» **Do this**: Exactly reproduce the lines from the line that has "Where can the hand" down to the last line of the entries, inclusive.

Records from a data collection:
******************************

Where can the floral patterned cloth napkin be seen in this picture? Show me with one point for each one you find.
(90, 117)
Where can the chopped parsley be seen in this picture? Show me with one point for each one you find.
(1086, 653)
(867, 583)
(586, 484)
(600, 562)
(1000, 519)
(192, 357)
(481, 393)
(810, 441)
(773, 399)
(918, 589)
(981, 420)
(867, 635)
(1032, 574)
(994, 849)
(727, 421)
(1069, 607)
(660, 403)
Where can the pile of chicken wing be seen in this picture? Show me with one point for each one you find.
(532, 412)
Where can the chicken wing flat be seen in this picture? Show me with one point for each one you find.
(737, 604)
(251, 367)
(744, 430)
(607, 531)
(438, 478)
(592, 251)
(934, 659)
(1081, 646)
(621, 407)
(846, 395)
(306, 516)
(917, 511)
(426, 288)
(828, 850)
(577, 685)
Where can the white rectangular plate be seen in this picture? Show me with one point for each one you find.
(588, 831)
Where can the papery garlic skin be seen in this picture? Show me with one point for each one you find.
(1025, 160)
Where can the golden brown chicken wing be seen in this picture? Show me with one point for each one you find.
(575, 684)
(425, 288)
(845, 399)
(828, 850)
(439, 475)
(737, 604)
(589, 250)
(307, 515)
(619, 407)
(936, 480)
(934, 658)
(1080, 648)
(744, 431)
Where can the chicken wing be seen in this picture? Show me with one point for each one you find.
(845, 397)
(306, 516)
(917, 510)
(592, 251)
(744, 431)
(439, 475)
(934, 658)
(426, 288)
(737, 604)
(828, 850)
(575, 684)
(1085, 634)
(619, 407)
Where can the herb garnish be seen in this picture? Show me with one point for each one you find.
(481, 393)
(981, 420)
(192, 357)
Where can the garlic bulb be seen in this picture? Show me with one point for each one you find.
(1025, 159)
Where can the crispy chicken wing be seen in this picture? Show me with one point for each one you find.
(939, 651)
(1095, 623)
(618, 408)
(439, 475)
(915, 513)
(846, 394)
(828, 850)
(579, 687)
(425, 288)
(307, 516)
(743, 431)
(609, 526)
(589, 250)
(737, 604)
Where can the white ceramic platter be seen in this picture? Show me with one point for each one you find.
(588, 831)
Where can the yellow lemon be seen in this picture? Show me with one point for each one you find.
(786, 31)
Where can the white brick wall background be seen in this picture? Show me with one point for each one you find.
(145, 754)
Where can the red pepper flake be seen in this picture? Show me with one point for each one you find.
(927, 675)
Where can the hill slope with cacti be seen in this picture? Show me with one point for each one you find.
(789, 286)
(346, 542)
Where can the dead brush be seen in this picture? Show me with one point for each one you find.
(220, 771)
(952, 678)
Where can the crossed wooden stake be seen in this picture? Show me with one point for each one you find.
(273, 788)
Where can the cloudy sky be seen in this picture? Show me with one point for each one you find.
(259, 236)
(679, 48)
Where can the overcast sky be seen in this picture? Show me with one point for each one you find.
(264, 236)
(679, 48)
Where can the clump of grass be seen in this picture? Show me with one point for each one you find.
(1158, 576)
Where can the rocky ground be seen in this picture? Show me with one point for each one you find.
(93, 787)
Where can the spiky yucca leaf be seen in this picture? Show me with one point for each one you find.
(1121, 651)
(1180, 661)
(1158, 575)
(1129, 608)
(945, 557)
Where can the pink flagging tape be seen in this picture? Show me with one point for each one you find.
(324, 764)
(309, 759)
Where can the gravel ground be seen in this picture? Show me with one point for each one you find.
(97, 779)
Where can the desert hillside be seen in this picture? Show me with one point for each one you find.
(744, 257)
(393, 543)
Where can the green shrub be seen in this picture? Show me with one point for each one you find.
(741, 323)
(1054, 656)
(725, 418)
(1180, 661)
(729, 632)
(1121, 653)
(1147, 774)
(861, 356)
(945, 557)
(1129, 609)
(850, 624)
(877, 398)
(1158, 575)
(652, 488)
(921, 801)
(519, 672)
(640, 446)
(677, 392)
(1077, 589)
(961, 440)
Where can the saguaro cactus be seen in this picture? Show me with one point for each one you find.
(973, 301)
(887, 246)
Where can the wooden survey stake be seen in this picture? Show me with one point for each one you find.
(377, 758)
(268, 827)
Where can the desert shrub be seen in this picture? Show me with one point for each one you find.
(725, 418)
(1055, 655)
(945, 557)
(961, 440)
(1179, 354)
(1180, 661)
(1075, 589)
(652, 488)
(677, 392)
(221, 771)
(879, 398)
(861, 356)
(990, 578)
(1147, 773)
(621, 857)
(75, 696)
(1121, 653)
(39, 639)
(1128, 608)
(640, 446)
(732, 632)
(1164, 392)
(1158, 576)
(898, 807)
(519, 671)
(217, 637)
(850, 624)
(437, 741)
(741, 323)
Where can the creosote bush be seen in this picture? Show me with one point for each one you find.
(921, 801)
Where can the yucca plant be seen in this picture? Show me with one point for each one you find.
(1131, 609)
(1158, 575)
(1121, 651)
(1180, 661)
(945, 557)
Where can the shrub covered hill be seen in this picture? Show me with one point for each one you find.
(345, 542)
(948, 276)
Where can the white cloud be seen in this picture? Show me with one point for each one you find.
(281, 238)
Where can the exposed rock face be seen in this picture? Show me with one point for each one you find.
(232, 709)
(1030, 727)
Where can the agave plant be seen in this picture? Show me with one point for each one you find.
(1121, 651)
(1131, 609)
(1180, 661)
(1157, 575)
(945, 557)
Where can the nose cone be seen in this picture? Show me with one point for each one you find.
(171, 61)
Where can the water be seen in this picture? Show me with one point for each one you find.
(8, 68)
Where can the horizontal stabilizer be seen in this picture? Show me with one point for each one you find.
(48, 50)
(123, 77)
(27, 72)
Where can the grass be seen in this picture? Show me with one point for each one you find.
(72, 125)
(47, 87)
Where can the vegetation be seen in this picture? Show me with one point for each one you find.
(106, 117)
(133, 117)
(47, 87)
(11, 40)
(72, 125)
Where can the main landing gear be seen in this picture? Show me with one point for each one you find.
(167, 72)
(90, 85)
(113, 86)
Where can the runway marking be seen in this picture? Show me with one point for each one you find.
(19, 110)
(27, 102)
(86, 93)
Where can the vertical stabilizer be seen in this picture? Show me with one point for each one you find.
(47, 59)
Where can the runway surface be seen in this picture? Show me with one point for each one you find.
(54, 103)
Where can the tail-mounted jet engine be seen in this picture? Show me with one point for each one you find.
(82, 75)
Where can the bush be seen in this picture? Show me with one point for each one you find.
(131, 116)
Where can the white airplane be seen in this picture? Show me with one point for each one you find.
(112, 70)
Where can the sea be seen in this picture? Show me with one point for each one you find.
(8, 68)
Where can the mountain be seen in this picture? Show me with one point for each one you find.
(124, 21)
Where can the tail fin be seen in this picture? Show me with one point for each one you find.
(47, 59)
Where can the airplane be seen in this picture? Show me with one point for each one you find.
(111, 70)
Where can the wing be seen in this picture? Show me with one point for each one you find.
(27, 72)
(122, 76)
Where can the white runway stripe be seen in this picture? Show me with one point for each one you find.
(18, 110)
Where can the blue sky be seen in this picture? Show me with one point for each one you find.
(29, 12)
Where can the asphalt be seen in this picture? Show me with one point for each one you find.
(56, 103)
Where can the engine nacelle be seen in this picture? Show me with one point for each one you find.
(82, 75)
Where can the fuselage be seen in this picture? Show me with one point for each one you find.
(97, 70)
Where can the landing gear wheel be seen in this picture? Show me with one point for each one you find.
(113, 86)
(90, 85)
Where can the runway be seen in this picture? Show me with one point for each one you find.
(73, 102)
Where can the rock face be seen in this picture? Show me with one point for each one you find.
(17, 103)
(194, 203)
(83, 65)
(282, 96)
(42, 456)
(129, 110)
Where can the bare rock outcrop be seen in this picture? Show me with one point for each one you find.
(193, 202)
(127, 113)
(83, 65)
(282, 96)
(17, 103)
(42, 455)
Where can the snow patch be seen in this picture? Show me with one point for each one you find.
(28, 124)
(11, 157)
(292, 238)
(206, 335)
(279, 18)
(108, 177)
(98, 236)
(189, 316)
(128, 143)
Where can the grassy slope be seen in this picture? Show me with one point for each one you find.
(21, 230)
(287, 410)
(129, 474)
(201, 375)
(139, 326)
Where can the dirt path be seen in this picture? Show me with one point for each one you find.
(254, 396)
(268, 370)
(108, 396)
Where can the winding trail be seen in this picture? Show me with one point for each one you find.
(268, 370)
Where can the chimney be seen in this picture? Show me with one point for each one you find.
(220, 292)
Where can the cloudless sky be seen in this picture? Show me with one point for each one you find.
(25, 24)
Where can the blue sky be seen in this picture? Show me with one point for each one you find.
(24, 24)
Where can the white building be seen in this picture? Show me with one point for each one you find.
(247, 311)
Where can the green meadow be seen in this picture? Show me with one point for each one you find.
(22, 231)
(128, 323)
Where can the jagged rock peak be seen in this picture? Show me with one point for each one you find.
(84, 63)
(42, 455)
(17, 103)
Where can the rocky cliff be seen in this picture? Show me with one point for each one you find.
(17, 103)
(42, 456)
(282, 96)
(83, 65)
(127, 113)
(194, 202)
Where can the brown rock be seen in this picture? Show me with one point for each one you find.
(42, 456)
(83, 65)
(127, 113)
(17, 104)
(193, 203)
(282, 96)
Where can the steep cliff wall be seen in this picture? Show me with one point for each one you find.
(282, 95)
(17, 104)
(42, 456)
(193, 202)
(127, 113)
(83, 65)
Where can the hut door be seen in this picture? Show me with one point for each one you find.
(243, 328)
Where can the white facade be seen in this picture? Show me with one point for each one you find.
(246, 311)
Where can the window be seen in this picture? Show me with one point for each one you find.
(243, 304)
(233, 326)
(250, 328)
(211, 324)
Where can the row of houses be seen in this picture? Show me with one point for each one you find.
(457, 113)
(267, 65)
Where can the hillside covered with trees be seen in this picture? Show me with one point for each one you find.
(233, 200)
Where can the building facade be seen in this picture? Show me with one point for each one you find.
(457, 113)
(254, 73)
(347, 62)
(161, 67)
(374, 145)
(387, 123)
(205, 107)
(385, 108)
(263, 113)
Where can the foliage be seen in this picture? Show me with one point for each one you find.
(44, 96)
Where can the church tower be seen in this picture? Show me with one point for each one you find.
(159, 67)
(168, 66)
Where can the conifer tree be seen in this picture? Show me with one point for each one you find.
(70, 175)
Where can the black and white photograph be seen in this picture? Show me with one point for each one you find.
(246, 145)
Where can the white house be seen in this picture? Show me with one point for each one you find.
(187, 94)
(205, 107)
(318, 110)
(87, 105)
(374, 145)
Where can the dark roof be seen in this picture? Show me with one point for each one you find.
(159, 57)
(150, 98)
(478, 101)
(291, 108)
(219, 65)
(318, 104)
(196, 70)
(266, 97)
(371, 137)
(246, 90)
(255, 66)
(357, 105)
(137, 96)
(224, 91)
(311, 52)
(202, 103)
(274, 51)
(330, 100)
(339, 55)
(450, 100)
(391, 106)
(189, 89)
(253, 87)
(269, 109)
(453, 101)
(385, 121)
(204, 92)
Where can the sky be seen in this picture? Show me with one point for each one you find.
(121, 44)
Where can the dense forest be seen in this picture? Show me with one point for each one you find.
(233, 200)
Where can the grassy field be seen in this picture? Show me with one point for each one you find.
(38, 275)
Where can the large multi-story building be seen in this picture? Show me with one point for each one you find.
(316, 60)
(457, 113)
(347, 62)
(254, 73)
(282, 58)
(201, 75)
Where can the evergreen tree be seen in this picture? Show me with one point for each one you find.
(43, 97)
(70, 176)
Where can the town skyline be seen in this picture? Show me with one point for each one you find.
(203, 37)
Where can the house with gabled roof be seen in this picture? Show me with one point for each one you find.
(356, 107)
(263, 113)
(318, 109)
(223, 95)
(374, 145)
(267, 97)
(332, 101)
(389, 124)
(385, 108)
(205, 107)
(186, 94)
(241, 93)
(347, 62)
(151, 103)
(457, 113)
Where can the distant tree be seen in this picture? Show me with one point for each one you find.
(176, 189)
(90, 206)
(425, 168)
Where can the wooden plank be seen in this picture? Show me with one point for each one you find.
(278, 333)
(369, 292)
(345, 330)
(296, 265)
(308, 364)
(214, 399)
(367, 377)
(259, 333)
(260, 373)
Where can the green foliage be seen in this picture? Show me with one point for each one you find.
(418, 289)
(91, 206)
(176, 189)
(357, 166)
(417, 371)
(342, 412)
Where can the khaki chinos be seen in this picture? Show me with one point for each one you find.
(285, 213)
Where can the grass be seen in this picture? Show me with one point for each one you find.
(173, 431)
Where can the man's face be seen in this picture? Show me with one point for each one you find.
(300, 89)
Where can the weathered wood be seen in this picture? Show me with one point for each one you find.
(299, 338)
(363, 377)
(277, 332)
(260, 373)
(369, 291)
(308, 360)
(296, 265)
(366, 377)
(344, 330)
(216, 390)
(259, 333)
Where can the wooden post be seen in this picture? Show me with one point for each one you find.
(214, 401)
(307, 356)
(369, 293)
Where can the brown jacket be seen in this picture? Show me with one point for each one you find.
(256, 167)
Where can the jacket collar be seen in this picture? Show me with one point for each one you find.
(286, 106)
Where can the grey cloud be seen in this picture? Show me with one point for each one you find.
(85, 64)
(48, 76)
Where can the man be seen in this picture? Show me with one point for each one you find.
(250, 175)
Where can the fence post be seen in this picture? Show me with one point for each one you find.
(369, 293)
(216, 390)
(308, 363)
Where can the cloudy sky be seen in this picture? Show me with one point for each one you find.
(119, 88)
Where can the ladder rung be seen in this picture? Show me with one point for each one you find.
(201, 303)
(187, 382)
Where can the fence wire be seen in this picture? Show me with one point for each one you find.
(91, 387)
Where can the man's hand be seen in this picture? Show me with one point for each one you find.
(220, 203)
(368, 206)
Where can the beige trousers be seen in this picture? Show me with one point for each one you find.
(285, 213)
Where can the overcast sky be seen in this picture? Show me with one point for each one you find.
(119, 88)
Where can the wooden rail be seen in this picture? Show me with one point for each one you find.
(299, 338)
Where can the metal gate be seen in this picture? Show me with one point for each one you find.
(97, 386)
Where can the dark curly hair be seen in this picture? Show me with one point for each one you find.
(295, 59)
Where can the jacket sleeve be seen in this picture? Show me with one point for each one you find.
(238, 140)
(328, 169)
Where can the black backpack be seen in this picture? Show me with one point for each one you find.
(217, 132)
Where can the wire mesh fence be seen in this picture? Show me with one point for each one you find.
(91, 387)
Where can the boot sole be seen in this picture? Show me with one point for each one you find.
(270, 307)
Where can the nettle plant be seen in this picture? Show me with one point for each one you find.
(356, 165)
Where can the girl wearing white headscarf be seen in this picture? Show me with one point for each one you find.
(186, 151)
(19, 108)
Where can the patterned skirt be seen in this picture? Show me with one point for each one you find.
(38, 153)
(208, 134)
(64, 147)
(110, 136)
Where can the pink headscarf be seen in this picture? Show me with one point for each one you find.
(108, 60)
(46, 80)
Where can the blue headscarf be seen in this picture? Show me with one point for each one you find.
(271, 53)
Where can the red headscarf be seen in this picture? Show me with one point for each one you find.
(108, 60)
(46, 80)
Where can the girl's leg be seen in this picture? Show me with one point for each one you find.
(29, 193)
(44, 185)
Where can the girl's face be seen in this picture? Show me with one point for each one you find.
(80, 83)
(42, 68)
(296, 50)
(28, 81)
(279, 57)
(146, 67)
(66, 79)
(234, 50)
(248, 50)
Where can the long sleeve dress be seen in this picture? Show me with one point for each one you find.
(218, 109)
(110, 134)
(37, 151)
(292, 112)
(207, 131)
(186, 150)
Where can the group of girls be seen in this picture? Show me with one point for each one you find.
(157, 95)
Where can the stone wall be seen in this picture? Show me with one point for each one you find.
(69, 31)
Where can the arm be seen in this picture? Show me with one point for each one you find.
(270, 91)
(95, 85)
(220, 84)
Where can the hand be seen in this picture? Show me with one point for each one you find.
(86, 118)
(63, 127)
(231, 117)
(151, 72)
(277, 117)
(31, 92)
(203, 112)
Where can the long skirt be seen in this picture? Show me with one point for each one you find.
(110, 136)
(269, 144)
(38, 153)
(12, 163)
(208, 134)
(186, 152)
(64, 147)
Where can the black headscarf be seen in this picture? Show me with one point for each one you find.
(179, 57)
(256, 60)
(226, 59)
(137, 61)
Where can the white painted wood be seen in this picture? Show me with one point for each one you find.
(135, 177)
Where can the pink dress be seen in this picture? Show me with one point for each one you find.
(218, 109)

******************************

» **Answer below**:
Where can the hand be seen in this picture? Show me with one point for each one you find.
(86, 118)
(63, 127)
(231, 117)
(151, 72)
(277, 117)
(31, 92)
(203, 112)
Where can the long skirt be seen in this picture? Show me with one point for each one you find.
(110, 136)
(269, 144)
(38, 153)
(12, 163)
(208, 134)
(186, 152)
(64, 147)
Where can the black headscarf be seen in this picture? Show me with one point for each one you find.
(179, 57)
(256, 60)
(226, 59)
(137, 61)
Where can the white painted wood be seen in this picture? Show me with one point for each one you find.
(135, 177)
Where can the pink dress be seen in this picture? Show me with one point for each one you find.
(218, 109)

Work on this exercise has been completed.